# [SET TASKS]
1 > From the spark plug passage below, list every part whose reference numeral is less than 50, each with its numeral.
2 > Extend the spark plug passage below, starting after its last sentence.

# [EXCERPT PROVIDED]
----

In general, the ground electrode 40 is exposed to combustion of an air-fuel mixture and its temperature becomes high. Therefore, in the spark plug 100 in which the ground electrode 40 is fixed to the through hole 37 formed in the metallic shell 30, the first end portion 41 of the ground electrode 40 may possibly oxidize as a result of overheating. However, in the spark plug 100 of the present embodiment, since the second screw portion 35 is formed on the forward end side of the through hole 37 in the axial direction AD, the second screw portion 35 of the metallic shell 30 can be brought into threading engagement with the internal screw portion 93 of the engine head 90 on the forward end side of the through hole 37 as well. In general, a coolant flow passage is provided in the engine head 90. Therefore, by bringing the second screw portion 35 into threading engagement with the internal screw portion 93, a route for conducting heat from the ground electrode 40 can be also secured in a region on the forward end side of the through hole 37, which region is likely to become higher temperature. Accordingly, since an excessive increase in the temperature of the first end portion 41 of the ground electrode 40 can be prevented, oxidation of the first end portion 41 of the ground electrode 40 can be suppressed. As a result, it is possible to prevent coming off of the ground electrode 40 from the through hole 37 in a thermal cycle of the combustion chamber 95, whereby durability of the spark plug 100 can be enhanced.

----

# [GIVEN RECORDS]
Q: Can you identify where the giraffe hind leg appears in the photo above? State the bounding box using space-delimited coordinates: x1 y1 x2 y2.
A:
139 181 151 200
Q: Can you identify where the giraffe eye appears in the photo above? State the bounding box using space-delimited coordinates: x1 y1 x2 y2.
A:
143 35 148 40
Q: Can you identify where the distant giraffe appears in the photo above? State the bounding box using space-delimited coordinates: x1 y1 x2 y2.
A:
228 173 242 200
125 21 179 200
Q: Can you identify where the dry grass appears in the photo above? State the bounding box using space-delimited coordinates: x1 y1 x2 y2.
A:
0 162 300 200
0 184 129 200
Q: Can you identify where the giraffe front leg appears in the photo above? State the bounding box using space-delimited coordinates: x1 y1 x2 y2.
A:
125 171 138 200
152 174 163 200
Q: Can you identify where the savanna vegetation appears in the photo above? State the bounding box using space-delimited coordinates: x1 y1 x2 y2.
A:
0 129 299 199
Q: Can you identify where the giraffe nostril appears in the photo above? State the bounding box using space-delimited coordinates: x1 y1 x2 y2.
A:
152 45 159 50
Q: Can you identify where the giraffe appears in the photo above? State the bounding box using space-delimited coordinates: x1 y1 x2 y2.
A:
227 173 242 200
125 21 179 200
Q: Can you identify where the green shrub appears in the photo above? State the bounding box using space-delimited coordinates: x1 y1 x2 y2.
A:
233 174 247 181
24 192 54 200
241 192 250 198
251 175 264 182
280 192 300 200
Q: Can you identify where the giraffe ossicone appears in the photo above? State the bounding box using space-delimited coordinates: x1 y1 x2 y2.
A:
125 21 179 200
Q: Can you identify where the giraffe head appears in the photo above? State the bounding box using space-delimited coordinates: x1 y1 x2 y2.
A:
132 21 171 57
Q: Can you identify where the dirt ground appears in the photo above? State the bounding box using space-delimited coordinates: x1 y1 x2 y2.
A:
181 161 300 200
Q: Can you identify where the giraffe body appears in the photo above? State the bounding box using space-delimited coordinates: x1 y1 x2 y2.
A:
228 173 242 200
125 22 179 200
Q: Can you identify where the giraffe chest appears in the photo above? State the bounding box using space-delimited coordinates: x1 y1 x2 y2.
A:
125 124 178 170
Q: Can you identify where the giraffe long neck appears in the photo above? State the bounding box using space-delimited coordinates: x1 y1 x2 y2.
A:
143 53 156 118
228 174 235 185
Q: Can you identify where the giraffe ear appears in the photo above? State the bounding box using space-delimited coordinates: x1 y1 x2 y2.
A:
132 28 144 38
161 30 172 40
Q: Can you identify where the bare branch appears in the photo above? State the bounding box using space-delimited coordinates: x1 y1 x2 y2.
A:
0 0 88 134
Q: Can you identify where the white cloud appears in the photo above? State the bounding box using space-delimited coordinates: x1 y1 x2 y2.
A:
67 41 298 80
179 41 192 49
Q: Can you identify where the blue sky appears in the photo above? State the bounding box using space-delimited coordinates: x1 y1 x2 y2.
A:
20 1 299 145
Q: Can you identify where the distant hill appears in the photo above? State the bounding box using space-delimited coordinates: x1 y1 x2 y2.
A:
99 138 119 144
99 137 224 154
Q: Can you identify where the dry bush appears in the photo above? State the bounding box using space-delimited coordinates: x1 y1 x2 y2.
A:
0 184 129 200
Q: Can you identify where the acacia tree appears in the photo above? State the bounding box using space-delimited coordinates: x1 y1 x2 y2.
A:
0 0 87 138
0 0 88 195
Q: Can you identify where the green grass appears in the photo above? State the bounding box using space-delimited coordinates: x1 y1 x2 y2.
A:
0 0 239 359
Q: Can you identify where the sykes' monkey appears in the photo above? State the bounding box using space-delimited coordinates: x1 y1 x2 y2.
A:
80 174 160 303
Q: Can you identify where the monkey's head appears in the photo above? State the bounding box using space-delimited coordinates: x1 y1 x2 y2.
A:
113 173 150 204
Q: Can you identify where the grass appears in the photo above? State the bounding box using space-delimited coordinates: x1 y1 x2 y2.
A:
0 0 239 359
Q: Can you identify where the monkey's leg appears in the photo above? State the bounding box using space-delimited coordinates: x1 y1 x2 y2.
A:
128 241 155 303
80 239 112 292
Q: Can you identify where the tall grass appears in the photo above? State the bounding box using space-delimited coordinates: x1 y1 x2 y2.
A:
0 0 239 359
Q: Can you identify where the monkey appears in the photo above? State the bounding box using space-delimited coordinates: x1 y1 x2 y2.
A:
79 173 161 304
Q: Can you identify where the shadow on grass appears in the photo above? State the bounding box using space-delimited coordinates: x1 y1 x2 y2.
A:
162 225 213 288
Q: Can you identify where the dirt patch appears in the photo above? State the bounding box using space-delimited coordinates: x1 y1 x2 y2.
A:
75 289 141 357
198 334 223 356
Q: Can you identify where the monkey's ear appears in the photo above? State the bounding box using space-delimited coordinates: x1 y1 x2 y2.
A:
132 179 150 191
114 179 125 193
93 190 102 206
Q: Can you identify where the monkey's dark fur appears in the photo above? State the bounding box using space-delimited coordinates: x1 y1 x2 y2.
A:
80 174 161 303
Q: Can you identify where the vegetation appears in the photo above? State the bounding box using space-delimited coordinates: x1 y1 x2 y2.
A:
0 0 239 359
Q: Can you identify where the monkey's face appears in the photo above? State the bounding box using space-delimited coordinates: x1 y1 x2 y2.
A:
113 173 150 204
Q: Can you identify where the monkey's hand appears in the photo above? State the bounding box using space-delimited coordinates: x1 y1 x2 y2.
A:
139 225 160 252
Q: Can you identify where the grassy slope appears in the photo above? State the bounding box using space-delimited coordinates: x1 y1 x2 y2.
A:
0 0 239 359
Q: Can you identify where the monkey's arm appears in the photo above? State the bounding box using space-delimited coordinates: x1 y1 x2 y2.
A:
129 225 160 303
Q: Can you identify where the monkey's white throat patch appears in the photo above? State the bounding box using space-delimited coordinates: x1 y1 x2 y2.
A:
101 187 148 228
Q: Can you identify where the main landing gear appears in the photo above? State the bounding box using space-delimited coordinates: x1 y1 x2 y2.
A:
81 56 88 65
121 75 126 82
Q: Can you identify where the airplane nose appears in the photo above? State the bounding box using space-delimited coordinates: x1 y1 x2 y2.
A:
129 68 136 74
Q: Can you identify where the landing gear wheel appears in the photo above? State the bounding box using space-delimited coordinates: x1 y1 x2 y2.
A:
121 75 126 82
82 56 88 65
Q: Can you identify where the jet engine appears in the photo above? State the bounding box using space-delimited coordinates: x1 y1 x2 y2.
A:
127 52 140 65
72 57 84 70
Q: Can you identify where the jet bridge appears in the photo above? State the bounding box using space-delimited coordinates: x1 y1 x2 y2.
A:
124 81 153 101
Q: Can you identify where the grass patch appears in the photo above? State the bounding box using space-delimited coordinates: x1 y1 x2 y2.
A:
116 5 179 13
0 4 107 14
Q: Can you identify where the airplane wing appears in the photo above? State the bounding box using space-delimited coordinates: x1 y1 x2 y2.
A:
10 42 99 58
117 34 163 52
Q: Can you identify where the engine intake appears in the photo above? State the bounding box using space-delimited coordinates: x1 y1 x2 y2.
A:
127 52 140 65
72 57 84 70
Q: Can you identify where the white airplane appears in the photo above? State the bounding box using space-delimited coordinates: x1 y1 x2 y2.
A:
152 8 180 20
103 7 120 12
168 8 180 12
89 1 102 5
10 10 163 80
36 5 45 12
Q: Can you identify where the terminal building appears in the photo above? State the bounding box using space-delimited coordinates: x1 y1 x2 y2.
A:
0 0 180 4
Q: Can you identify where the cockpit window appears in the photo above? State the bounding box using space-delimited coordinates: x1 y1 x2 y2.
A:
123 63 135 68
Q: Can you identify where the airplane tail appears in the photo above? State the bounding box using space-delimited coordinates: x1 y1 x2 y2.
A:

----

# [RESULTS OF THE EXERCISE]
1 >
- ground electrode 40
- through hole 37
- metallic shell 30
- first end portion 41
- second screw portion 35

2 >
In general, the temperature of the vicinity of the forward end of the spark plug 100 tends to increase toward the forward end side in the axial direction AD. Therefore, in the case where the second screw portion 35 is formed on the forward end side (in the axial direction AD) of the through hole 37 to which the ground electrode 40 is fixed, the second screw portion 35 thermally expands more than does the first screw portion 34. If the dimension of the second screw portion 35 in the radial direction increases excessively due to thermal expansion, damage such as cracking may occur at the internal screw portion 93 formed in the engine head 90. However, in the spark plug 100 of the present embodiment, since the pitch diameter of the first screw portion 34 is larger than the pitch diameter of the second screw portion 35; namely, the pitch diameter of the second screw portion 35 is smaller than the pitch diameter of the first screw portion 34, it is possible to prevent excessive increase of the dimension of the second screw portion 35 in the radial direction, which excessive increase would otherwise occur due to thermal expansion. As a result, the spark plug 100 of the present embodiment can prevent damage to the engine head 90.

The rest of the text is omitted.